TRY IT -> Please set down exactly the lines of the listing below from the line containing "Target: wooden canoe" through the line containing "[locate] passenger wearing", both lines included, leaving out all other lines.

INPUT DATA ->
┌──
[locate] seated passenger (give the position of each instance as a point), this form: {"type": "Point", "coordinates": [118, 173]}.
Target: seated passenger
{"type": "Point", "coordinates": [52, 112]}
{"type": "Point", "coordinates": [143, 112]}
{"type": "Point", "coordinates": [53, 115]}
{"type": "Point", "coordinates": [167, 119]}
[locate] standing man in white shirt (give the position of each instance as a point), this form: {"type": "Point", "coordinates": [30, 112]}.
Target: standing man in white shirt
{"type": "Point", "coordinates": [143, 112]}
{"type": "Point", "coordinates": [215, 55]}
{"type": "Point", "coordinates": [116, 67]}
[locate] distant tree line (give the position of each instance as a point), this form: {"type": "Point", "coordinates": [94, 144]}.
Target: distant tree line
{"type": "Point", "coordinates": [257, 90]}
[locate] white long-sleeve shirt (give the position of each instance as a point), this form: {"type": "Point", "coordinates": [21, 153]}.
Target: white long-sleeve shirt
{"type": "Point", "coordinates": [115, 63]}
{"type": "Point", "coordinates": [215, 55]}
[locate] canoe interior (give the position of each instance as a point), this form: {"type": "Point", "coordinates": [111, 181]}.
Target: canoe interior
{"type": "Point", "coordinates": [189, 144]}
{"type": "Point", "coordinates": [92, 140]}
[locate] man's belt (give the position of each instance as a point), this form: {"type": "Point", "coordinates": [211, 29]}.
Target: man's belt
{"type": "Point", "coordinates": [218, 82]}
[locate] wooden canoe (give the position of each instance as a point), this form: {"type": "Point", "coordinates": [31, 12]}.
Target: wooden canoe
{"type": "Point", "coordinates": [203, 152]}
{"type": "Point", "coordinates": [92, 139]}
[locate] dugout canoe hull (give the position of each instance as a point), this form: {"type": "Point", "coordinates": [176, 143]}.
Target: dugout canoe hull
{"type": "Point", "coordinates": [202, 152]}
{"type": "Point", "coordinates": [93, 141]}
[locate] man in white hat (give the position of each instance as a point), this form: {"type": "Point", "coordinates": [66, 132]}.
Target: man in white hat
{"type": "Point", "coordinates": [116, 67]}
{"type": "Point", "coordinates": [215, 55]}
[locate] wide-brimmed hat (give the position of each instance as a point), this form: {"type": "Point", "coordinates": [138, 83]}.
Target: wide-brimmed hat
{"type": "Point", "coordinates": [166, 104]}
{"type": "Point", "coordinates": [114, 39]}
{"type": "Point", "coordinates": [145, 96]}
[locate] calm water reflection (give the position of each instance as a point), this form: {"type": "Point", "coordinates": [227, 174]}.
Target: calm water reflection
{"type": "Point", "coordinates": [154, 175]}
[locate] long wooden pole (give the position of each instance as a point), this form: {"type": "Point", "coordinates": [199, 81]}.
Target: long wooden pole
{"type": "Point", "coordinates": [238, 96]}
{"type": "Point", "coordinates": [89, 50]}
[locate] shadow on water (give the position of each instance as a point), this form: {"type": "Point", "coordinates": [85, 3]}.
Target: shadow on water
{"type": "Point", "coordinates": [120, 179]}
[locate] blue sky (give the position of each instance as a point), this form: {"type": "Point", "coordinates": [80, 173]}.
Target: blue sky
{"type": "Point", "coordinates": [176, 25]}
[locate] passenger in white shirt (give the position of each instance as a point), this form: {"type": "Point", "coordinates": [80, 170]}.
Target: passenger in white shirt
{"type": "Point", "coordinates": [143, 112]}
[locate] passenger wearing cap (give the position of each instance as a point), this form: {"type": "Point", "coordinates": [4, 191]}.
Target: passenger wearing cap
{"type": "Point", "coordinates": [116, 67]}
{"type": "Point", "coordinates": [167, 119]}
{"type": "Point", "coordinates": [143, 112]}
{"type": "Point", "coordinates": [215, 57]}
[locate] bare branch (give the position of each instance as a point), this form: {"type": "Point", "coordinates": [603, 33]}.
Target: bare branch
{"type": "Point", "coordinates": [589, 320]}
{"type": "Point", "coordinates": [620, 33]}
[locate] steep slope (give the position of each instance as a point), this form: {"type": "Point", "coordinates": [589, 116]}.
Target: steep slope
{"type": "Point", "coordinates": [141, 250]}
└──
┌──
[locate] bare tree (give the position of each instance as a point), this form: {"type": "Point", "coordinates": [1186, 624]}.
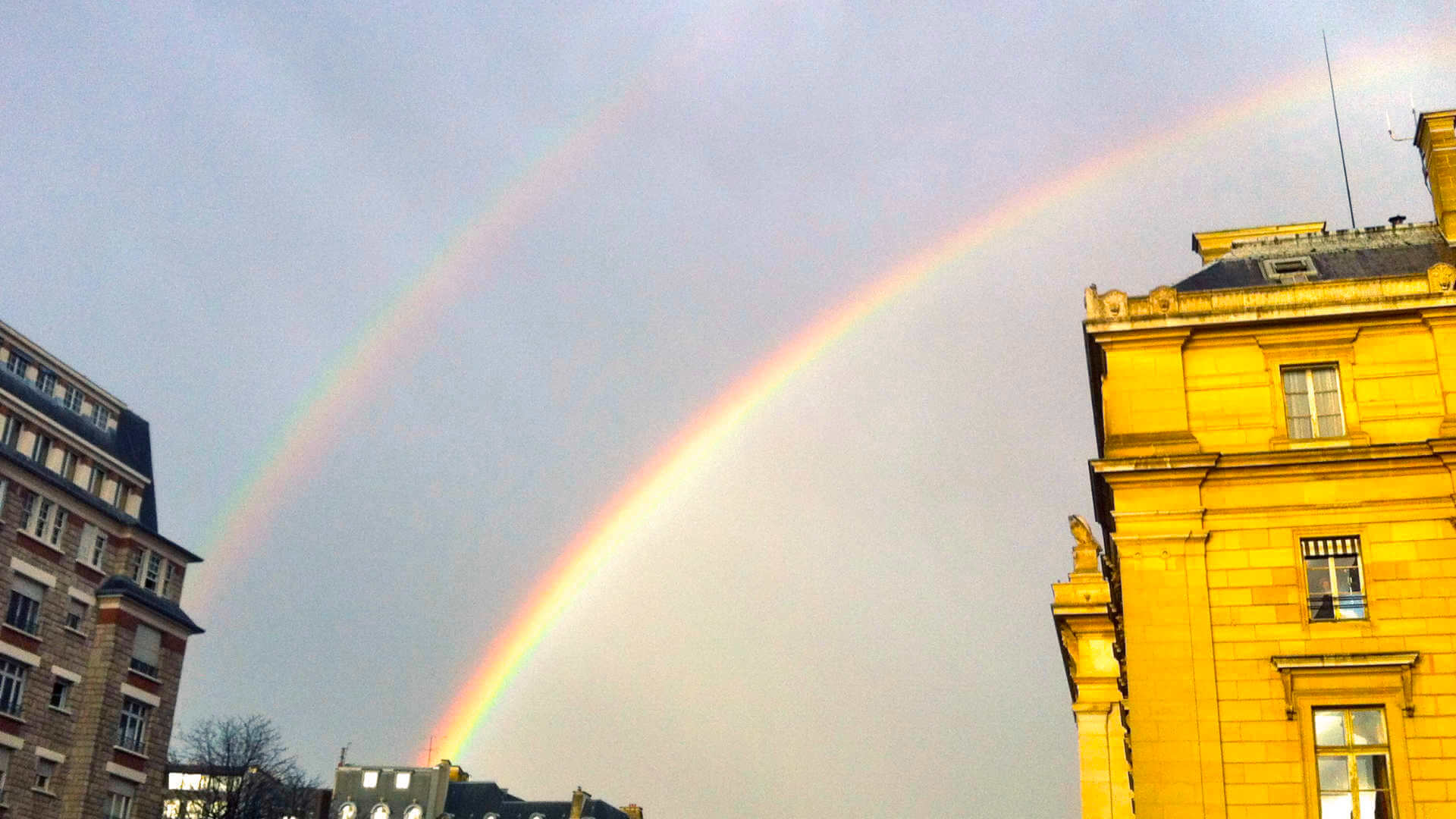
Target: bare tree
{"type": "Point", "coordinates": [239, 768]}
└──
┌──
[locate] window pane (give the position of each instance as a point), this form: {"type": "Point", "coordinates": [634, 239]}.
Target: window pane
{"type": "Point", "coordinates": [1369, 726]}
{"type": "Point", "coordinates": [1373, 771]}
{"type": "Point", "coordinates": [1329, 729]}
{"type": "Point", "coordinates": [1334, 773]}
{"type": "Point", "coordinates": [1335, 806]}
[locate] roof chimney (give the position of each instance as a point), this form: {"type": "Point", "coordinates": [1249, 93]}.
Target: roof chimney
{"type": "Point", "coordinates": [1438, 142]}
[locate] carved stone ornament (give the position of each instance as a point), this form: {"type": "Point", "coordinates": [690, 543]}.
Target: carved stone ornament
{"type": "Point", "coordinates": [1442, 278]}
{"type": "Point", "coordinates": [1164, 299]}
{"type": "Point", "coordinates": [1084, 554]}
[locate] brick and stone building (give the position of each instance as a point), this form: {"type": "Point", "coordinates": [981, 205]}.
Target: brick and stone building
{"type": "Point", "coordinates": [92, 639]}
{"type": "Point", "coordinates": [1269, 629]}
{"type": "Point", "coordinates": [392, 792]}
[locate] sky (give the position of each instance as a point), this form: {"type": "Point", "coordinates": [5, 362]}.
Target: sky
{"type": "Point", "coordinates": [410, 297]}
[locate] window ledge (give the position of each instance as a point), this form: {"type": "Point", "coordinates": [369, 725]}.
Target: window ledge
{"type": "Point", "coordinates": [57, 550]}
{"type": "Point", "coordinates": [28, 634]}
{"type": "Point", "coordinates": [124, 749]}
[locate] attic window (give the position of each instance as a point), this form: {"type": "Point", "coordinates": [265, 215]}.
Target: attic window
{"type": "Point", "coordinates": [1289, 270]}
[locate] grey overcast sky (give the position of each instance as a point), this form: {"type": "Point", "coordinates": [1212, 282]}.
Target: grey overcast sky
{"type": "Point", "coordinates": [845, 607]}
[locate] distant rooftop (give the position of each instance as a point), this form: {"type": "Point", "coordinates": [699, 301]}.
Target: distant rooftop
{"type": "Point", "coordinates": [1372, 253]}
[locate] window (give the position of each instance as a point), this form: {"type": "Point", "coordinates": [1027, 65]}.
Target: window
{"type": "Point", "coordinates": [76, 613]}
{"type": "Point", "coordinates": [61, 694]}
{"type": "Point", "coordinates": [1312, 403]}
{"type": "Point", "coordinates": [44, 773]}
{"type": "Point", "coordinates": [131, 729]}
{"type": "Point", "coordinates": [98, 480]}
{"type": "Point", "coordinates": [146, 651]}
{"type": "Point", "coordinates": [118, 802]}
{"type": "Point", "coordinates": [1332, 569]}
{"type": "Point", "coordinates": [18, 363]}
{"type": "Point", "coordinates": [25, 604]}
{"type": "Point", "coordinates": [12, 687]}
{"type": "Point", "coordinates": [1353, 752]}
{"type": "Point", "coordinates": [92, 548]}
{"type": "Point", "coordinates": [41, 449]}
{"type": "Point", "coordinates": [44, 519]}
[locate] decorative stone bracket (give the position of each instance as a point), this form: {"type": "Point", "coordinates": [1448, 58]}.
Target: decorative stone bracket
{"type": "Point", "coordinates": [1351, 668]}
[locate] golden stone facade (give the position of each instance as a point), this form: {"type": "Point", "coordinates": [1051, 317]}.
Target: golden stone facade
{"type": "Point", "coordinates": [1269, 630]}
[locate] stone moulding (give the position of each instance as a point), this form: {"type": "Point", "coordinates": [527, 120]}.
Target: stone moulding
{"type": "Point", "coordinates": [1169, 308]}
└──
EXERCISE SOLUTION ->
Target: wooden canoe
{"type": "Point", "coordinates": [203, 152]}
{"type": "Point", "coordinates": [92, 139]}
[locate] dugout canoe hull (give the position of each instance as a point), this form: {"type": "Point", "coordinates": [176, 143]}.
Target: dugout canoe hull
{"type": "Point", "coordinates": [202, 152]}
{"type": "Point", "coordinates": [93, 141]}
[locate] man in white hat (give the position of each instance as a point), this form: {"type": "Point", "coordinates": [66, 132]}.
Target: man in white hat
{"type": "Point", "coordinates": [116, 67]}
{"type": "Point", "coordinates": [215, 55]}
[locate] wide-brimmed hat (give the position of each instance as a point), this form: {"type": "Point", "coordinates": [138, 83]}.
Target: wide-brimmed hat
{"type": "Point", "coordinates": [166, 104]}
{"type": "Point", "coordinates": [114, 39]}
{"type": "Point", "coordinates": [145, 96]}
[locate] calm water reflection (give the position of each instance as a point), this form: {"type": "Point", "coordinates": [227, 174]}.
Target: calm water reflection
{"type": "Point", "coordinates": [154, 175]}
[locate] long wooden pole (give the position of each instance as a point), this form: {"type": "Point", "coordinates": [199, 81]}.
Target: long wooden pole
{"type": "Point", "coordinates": [238, 96]}
{"type": "Point", "coordinates": [89, 50]}
[locate] shadow on water (give the position of each instance as a point), this form: {"type": "Point", "coordinates": [85, 3]}.
Target: shadow on water
{"type": "Point", "coordinates": [120, 179]}
[locate] blue sky (give the position of each instance as a point), this form: {"type": "Point", "coordinates": [80, 173]}.
Target: blue sky
{"type": "Point", "coordinates": [176, 25]}
[locate] passenger in white shirt (give the position of each instance as a point), this form: {"type": "Point", "coordinates": [80, 170]}.
Target: passenger in white shirt
{"type": "Point", "coordinates": [143, 112]}
[locate] passenger wearing cap (give the position of each instance as a point), this form: {"type": "Point", "coordinates": [4, 191]}.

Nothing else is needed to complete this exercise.